### Task list
A – Can you copy the article on Jim Garlow's miracles book from "The resulting health" up to and including "as a result.", word for word?
B – Answer these about the article on Jim Garlow's miracles book:
(i) How many members does Skyline Wesleyan Church have?
(ii) What illness did Garlow's wife discover she had?
(iii) Who teamed up with Garlow to write the book on miracles?
C – Could you go on with the article on Jim Garlow's miracles book, picking up after its final sentence?

The leader of a large San Diego church contends that people miss the reality of miracles more often than not.
Pastor James "Jim" Garlow, senior pastor of the 2,500-member strong Skyline Wesleyan Church, argues in his new book that divine intervention can and often does occur on Earth. Titled Miracles Are For Real: What Happens When Heaven Touches Earth, the work defines miracles and makes sense of why they do, or don't, manifest themselves before God's people.
Garlow said his scrutiny of supernatural events began when he started work on a different book about heaven and the afterlife. While researching that topic, he said his wife of four decades discovered she had liver cancer.
The resulting health crisis was trying, the author admitted, but one that ended in a struggle as drastic as the initial illness itself. Convinced his wife's slow recuperation was nearly impossible, Garlow and Keith Wall, an experienced online columnist, teamed up to tackle a book on miracles as a result.

### Record extracts
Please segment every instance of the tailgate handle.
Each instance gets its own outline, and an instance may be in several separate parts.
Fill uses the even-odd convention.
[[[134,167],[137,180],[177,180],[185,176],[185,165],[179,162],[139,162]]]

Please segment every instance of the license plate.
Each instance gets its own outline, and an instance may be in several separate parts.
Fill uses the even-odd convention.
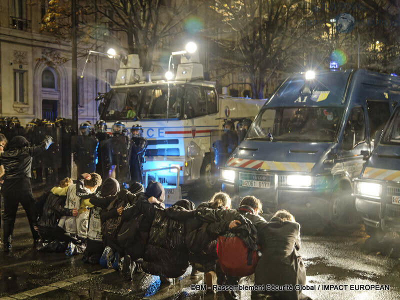
[[[392,203],[400,205],[400,196],[392,196]]]
[[[242,180],[241,185],[242,186],[248,186],[249,188],[270,188],[270,182],[256,180]]]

### Response list
A –
The resulting health crisis was trying, the author admitted, but one that ended in a struggle as drastic as the initial illness itself. Convinced his wife's slow recuperation was nearly impossible, Garlow and Keith Wall, an experienced online columnist, teamed up to tackle a book on miracles as a result.

B –
(i) 2,500
(ii) Liver cancer
(iii) Keith Wall, an experienced online columnist

C –
"The definition of miracles is those things we can’t understand," Garlow said. "They enormously encourage our faith and show us a glimpse of the future of the kingdom and how God works in our world. It's been intriguing seeing God's hand at work in peoples' lives in ways we can't understand."
Wall's work with Garlow soon convinced the pair that they had to address two sides in the miracle debate. The first, Garlow said, were skeptics, or those who "have an inborn arrogance based on the idea that if they don't believe in miracles, they can't occur." The other camp, he continued, are Christians who might benefit from a better definition of the term.
"So many Christians label things as miracles too fast," Garlow said. "Conversely, many things we consider natural are themselves miraculous. We thus deal with miracles in one sense all the time and at other times they appear to us randomly as incredible manifestations. God does both for a purpose and we have to decode that purpose."
Garlow said that several reasons explain miracles' existence. They can show the nature of Christ, he argued, or complement Christians' faith. At other times, he continued, miracles make clear good's triumph over evil or what a perfected world will look like after Jesus returns. Regardless of the cause, Garlow concluded, the end result is always making God's glory known to saints and sinners alike.
"God alone can go beyond the laws of the natural world by superseding the known laws of nature," he said. "Such miracles are an appetizer course for the main meal that is the kingdom becoming present in the future."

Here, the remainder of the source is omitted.